• **Referring expression pointing data**
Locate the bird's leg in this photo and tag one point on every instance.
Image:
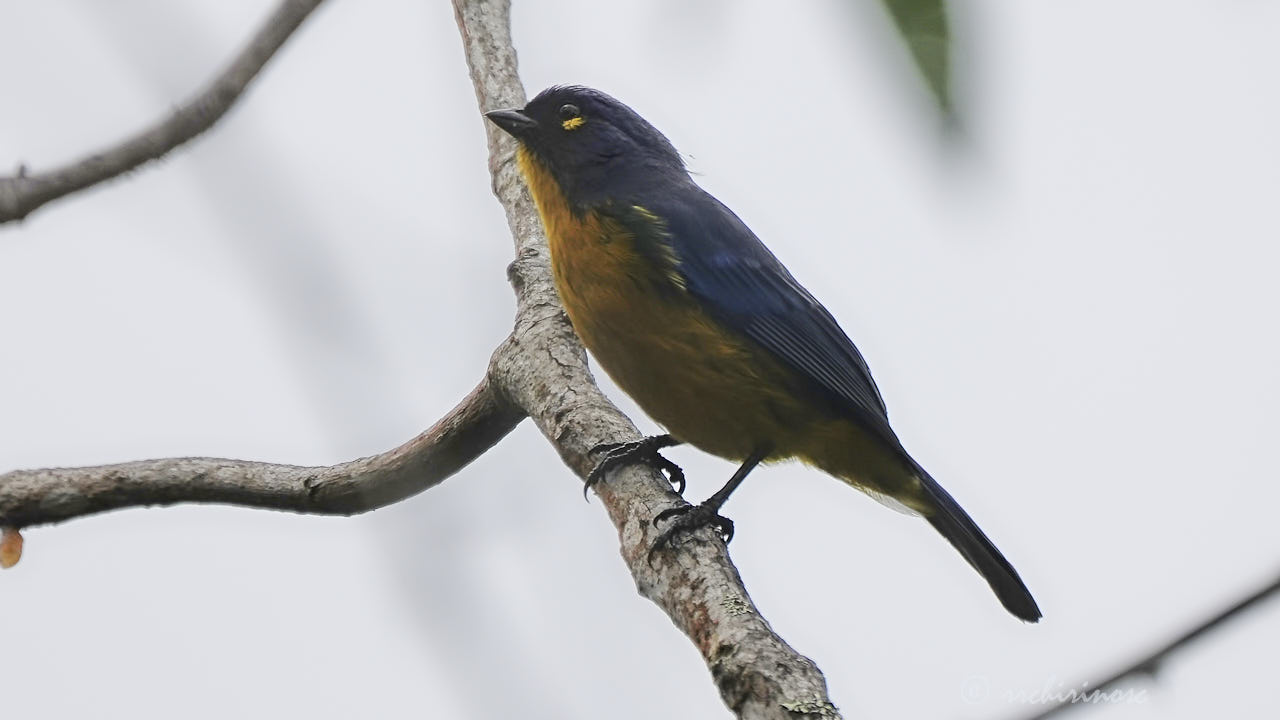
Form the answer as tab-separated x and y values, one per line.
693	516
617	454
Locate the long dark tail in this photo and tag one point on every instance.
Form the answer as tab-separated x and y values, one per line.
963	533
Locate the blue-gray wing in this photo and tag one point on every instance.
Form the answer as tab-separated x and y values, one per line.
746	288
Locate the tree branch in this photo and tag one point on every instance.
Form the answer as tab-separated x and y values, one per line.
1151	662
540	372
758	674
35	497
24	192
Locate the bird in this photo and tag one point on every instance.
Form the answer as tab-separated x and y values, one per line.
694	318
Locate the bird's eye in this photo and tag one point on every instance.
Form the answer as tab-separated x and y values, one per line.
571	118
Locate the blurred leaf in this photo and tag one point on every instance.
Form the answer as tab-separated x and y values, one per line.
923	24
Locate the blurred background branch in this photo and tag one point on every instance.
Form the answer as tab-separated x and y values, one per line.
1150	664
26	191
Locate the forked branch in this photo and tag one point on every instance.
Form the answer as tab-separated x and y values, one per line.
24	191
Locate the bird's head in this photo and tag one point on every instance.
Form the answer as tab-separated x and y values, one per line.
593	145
...
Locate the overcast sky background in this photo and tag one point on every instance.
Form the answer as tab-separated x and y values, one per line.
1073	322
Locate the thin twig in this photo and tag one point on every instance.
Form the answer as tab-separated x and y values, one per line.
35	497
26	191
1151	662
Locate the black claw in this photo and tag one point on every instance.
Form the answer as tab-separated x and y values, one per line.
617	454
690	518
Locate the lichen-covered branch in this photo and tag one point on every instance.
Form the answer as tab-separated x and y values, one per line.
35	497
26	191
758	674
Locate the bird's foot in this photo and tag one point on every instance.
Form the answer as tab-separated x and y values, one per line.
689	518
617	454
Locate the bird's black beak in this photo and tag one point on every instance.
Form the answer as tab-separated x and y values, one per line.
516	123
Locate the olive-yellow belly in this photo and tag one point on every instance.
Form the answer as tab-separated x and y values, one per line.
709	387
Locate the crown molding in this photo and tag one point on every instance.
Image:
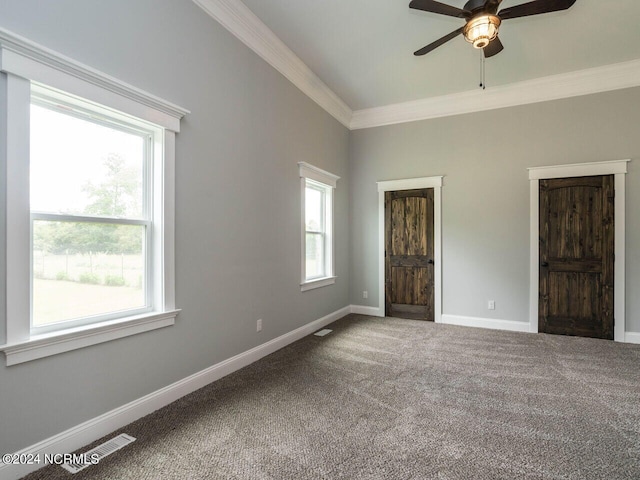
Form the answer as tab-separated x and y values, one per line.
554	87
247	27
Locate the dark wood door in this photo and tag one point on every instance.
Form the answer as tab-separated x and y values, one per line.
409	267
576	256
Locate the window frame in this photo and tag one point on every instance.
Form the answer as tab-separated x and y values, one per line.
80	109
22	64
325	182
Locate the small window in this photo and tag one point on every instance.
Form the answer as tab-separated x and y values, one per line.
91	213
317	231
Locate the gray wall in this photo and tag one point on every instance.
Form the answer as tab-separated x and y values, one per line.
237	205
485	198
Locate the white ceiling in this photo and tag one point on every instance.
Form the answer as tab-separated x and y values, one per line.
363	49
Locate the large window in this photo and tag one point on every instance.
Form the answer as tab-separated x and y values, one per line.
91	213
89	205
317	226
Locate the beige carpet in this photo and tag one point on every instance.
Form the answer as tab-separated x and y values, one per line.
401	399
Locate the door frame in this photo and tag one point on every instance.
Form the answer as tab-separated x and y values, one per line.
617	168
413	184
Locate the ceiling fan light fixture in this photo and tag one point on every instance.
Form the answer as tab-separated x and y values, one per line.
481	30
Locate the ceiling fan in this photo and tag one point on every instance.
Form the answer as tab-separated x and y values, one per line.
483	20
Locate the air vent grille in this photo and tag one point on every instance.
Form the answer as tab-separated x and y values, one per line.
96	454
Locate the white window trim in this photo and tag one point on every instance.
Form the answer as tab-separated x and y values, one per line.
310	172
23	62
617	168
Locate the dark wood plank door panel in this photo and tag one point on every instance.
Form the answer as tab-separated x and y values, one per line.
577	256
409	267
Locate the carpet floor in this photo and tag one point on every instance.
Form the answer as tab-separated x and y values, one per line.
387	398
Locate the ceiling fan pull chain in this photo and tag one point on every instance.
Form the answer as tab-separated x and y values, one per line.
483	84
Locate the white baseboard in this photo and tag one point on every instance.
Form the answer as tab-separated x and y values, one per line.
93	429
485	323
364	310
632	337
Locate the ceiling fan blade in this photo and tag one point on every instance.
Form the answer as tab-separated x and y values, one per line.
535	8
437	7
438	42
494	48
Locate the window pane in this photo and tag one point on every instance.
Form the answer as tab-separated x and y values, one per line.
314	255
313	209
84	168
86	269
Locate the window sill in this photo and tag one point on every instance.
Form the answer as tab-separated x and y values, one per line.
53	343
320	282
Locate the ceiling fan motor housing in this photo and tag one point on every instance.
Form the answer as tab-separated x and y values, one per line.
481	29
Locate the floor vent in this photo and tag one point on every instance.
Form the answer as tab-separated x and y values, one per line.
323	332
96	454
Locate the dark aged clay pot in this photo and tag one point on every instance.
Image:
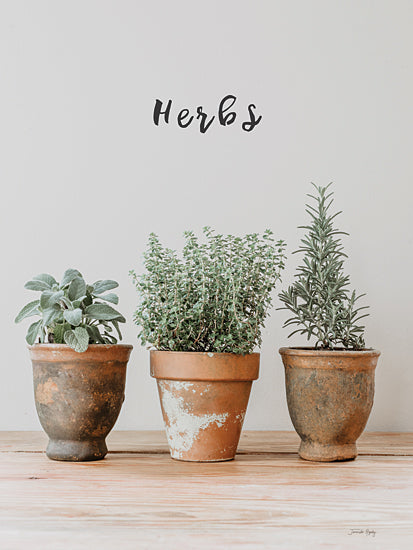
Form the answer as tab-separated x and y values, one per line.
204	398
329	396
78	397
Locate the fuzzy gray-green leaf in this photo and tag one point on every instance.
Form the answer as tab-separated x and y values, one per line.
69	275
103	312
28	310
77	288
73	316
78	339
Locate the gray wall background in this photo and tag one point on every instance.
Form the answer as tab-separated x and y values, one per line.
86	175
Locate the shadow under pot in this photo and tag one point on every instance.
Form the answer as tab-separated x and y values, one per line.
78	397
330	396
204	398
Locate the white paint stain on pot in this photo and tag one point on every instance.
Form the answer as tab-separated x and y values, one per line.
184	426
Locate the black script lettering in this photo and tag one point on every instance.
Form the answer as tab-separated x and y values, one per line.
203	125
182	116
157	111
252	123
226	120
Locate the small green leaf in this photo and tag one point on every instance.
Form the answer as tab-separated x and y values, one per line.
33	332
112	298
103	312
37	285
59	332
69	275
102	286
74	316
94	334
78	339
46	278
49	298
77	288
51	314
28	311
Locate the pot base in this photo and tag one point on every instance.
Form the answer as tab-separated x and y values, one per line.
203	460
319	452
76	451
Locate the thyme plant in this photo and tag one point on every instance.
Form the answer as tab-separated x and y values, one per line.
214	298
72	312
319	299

• **Problem requirements**
Once you have counted every line above that contains the string "ceiling", give that number and nothing more.

• **Answer to this exercise**
6